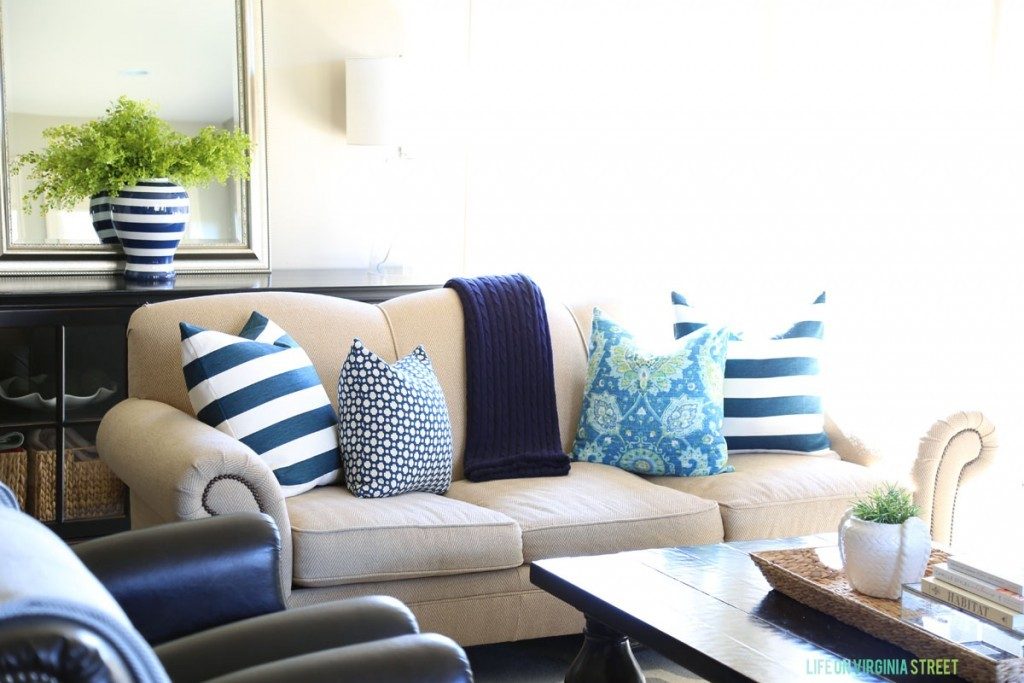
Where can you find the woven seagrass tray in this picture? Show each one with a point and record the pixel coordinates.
(801, 574)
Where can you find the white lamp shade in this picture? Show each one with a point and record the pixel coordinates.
(375, 100)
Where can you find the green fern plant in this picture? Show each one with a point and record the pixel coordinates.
(887, 504)
(127, 144)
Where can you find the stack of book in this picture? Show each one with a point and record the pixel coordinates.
(983, 589)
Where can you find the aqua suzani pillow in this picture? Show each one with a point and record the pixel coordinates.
(649, 414)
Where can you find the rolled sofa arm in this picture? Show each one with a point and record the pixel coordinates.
(184, 469)
(954, 453)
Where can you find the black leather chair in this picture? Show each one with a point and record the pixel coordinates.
(192, 601)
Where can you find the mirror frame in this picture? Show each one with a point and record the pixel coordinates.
(252, 254)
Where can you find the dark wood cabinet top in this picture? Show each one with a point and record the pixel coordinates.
(113, 290)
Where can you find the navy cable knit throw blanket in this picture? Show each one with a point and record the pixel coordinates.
(512, 418)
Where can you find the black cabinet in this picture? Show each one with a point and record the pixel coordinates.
(64, 365)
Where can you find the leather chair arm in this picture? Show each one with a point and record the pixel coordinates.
(183, 578)
(851, 447)
(288, 634)
(419, 658)
(183, 469)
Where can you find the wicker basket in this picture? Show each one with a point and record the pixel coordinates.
(91, 489)
(802, 575)
(14, 472)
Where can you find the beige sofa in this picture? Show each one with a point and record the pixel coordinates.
(461, 560)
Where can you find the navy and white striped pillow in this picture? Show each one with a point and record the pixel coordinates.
(772, 385)
(261, 388)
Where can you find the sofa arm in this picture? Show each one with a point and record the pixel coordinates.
(182, 578)
(184, 469)
(953, 454)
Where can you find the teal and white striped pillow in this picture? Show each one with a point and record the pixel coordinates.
(261, 388)
(772, 384)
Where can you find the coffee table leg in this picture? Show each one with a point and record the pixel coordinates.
(604, 657)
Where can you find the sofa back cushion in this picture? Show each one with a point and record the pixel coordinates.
(323, 326)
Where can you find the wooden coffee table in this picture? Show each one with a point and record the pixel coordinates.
(710, 609)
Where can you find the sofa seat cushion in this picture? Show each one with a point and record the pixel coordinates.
(595, 509)
(341, 539)
(774, 495)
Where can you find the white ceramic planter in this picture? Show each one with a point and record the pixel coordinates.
(880, 558)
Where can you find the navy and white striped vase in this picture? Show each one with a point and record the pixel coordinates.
(150, 219)
(99, 211)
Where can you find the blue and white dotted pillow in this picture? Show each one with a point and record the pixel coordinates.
(772, 384)
(393, 425)
(261, 388)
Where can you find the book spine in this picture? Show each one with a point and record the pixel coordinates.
(970, 603)
(988, 591)
(986, 577)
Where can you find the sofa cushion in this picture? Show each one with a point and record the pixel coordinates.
(777, 495)
(595, 509)
(340, 539)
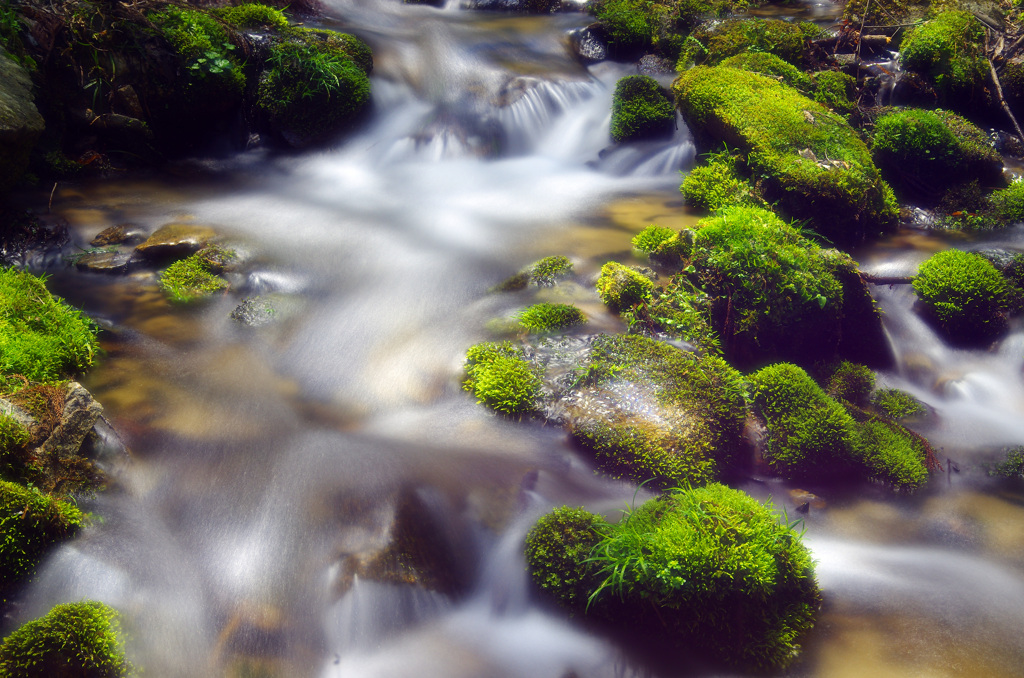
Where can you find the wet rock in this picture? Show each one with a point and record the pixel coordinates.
(589, 44)
(80, 414)
(175, 240)
(20, 123)
(122, 232)
(103, 262)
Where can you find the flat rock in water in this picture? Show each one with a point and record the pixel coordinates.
(103, 262)
(123, 232)
(175, 240)
(80, 414)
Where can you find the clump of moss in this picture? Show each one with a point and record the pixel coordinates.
(640, 110)
(925, 151)
(196, 277)
(31, 522)
(549, 318)
(717, 183)
(810, 435)
(710, 568)
(851, 382)
(950, 51)
(254, 15)
(73, 639)
(501, 379)
(557, 550)
(311, 87)
(966, 296)
(41, 337)
(620, 287)
(712, 43)
(814, 164)
(895, 404)
(688, 432)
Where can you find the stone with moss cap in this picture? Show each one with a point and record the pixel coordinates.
(964, 295)
(81, 639)
(709, 568)
(649, 411)
(813, 163)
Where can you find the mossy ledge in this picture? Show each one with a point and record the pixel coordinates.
(710, 569)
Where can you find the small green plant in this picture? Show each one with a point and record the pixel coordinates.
(195, 278)
(621, 287)
(549, 318)
(41, 337)
(896, 404)
(550, 269)
(73, 639)
(640, 110)
(501, 379)
(965, 294)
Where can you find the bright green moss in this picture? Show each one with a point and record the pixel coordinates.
(501, 379)
(550, 269)
(813, 163)
(41, 337)
(79, 639)
(949, 50)
(810, 435)
(30, 523)
(549, 318)
(713, 569)
(195, 278)
(311, 88)
(835, 90)
(770, 65)
(851, 382)
(254, 15)
(774, 292)
(1008, 204)
(934, 150)
(621, 287)
(965, 294)
(206, 48)
(695, 435)
(896, 404)
(717, 184)
(640, 110)
(651, 238)
(557, 548)
(893, 455)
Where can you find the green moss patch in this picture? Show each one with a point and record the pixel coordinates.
(41, 337)
(709, 568)
(73, 639)
(966, 296)
(647, 410)
(641, 110)
(813, 163)
(501, 378)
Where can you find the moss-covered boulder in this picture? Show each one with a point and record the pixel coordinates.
(501, 378)
(649, 411)
(312, 86)
(31, 523)
(714, 42)
(926, 152)
(710, 568)
(80, 640)
(20, 123)
(949, 51)
(41, 337)
(814, 165)
(965, 296)
(641, 110)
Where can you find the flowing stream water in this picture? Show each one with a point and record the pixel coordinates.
(261, 458)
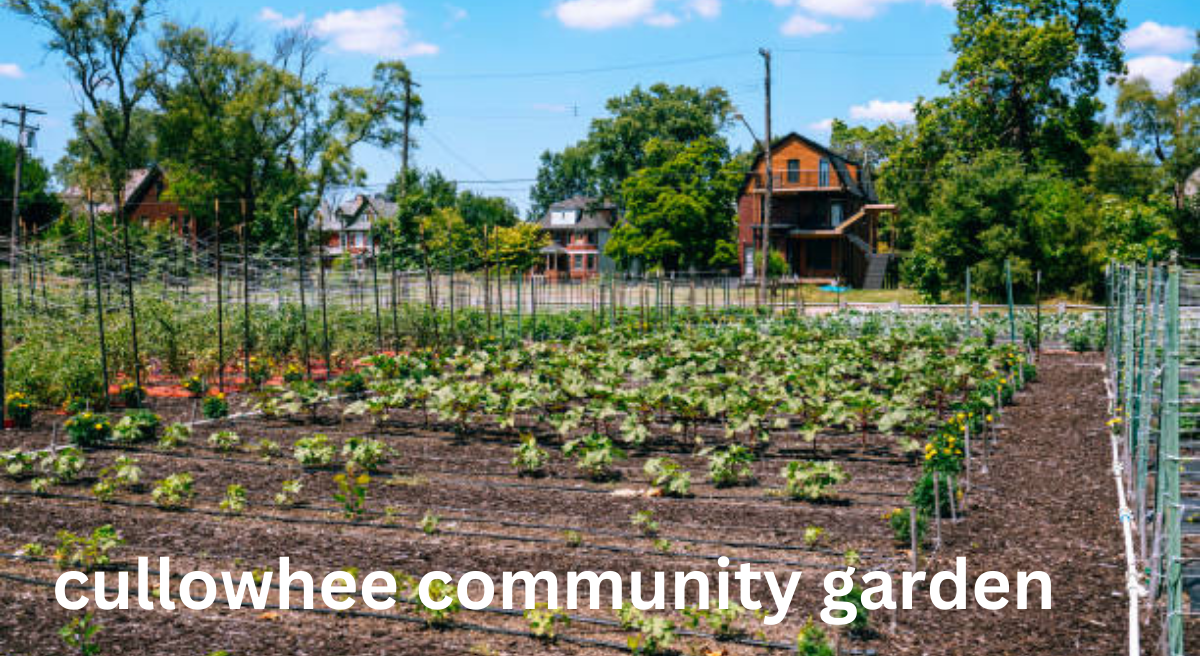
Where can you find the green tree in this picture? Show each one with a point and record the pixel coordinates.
(679, 206)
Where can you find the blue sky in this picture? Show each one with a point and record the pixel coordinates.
(504, 80)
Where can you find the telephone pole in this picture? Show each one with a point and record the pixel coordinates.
(23, 132)
(771, 184)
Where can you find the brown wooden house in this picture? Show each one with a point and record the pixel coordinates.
(825, 215)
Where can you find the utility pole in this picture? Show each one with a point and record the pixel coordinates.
(771, 182)
(23, 131)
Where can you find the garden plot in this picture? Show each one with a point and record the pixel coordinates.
(545, 469)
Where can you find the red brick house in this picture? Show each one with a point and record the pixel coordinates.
(823, 220)
(143, 197)
(579, 229)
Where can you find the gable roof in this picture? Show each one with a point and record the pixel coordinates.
(593, 214)
(856, 186)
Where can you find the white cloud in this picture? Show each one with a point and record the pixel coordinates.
(378, 30)
(1159, 71)
(375, 31)
(604, 14)
(823, 125)
(803, 25)
(882, 110)
(275, 18)
(707, 8)
(1152, 37)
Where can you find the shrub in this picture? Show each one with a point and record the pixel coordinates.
(315, 451)
(669, 477)
(529, 459)
(811, 480)
(235, 499)
(87, 553)
(215, 407)
(88, 429)
(365, 453)
(137, 426)
(173, 492)
(131, 395)
(18, 409)
(594, 455)
(730, 465)
(225, 440)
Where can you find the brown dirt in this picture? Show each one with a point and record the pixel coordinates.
(1047, 504)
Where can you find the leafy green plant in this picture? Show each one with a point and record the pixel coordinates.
(173, 492)
(813, 642)
(234, 501)
(288, 494)
(544, 623)
(365, 453)
(528, 458)
(811, 480)
(594, 456)
(137, 426)
(215, 405)
(87, 429)
(87, 553)
(225, 440)
(352, 492)
(79, 635)
(730, 465)
(437, 618)
(667, 476)
(315, 451)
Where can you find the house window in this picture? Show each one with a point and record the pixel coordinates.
(793, 170)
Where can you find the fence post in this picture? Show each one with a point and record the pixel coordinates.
(1008, 288)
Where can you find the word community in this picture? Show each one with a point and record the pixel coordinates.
(948, 590)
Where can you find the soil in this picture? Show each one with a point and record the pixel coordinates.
(1045, 504)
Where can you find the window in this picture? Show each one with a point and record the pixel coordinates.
(793, 170)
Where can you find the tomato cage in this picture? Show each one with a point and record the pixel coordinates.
(1153, 384)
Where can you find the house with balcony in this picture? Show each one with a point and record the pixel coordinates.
(346, 228)
(825, 215)
(579, 230)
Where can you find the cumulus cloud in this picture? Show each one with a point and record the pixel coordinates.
(1159, 71)
(1153, 37)
(803, 25)
(823, 125)
(604, 14)
(882, 110)
(379, 30)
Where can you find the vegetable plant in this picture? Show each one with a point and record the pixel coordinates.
(811, 481)
(174, 492)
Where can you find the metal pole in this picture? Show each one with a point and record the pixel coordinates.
(100, 295)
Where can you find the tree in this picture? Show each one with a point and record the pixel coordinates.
(1167, 127)
(679, 206)
(516, 248)
(563, 175)
(616, 144)
(996, 209)
(39, 204)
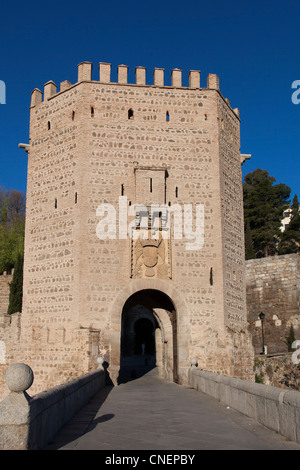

#### Exercise brief:
From the data above, pull out each line that contains the word "book" and list those lines.

#### Final result:
Where can you find the stack of book in this picture? Show each one with a point and record the pixel coordinates.
Where can you find the book spine in this picture? Show each one with a point and record the pixel coordinates.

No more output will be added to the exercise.